» **Explore the material**:
1) Transcribe the connector retention device claims word for word, starting with "the base is" and going on through "the lever arm.".
2) In the connector retention device claims, what does claim 11 say the attachment feature comprises?

» **Text**:
·····
2. The connector retention device of claim 1, the button component comprising:

a base attached to the retention clip;

a frame connected to the base;

a button supported on the frame; and

an extension member connected to the button and carried by the base, wherein the button is configured to actuate the lever arm via the extension member.

3. The connector retention device of claim 2, wherein the extension member is carried by the base via a resilient hinge.

4. The connector retention device of claim 2, wherein the frame of the button component is connected to the base via a pair of support sections spaced along a width direction of the retention clip.

5. The connector retention device of claim 4, the retention clip further comprising a pair of mounting tab spaced along the width direction, wherein:

at least one of the support sections has an extension opposing one of the mounting tabs; and

the base is attached to the retention clip via the extension and the opposing mounting tab.

6. The connector retention device of claim 5, wherein:

the extension comprises a barbed feature; and

the mounting tab that opposes the extension comprises an aperture sized to receive the barbed feature to attach the base to the retention clip.

7. The connector retention device of claim 2, wherein the lever arm is configured to be actuated by a force generated by pressing of the button that causes the extension member to engage and apply the force on the lever arm.

8. The connector retention device of claim 2, wherein the base comprises an arm aperture through which the lever arm extends to meet the extension member.

9. The connector retention device of claim 1, wherein the lever arm is configured to be actuated to pivot downward toward the frame panel, causing the retention arm to pivot upward away from the frame panel and thereby disengaging the protrusions from the spring fingers.

10. The connector retention device of claim 1, wherein at least one of the engaging flanges comprises an attachment feature to facilitate attachment of the retention clip to the USB receptacle.

11. The connector retention device of claim 10, wherein the attachment feature comprises at least one of a hook portion or a chamfer.

12. The connector retention device of claim 1, wherein the lever arm extends outward from the retention arm and is configured to receive an actuating force.

13. The connector retention device of claim 1, wherein at least a portion of the retention clip or at least a portion of the button component comprises a resilient material.
·····
Source records:
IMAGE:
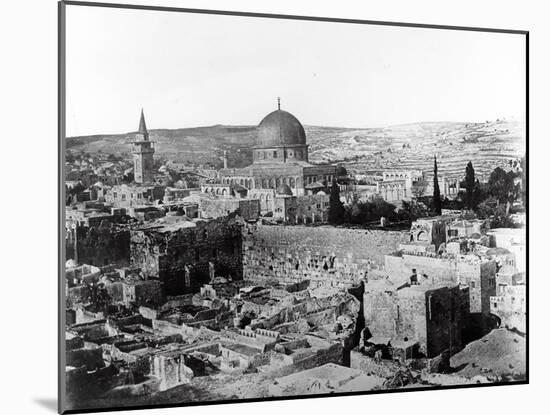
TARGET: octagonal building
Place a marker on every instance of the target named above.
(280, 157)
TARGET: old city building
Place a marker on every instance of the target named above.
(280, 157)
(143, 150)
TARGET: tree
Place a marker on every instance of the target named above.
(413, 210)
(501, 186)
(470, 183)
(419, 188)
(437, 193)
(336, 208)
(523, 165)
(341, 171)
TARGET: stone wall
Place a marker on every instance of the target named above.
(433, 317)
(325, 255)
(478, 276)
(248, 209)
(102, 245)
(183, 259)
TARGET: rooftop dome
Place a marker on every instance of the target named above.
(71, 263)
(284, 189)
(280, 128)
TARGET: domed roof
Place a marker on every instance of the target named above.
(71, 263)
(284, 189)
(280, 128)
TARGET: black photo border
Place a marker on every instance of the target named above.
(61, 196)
·····
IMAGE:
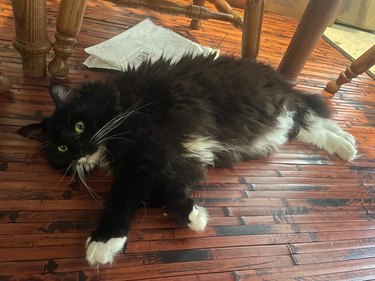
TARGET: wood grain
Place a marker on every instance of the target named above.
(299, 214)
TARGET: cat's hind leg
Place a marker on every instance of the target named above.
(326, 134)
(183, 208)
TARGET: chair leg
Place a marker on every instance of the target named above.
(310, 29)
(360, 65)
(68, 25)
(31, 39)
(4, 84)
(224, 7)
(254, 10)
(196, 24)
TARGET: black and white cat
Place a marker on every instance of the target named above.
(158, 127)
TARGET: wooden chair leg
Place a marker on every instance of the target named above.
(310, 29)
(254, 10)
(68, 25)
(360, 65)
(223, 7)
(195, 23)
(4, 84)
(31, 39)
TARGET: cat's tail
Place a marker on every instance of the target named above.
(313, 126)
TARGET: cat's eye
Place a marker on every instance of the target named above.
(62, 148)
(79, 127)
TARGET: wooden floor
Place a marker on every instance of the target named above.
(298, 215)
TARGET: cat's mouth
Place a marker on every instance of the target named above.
·····
» **Task answers**:
1)
the base is attached to the retention clip via the extension and the opposing mounting tab.

6. The connector retention device of claim 5, wherein:

the extension comprises a barbed feature; and

the mounting tab that opposes the extension comprises an aperture sized to receive the barbed feature to attach the base to the retention clip.

7. The connector retention device of claim 2, wherein the lever arm is configured to be actuated by a force generated by pressing of the button that causes the extension member to engage and apply the force on the lever arm.

2) At least one of a hook portion or a chamfer.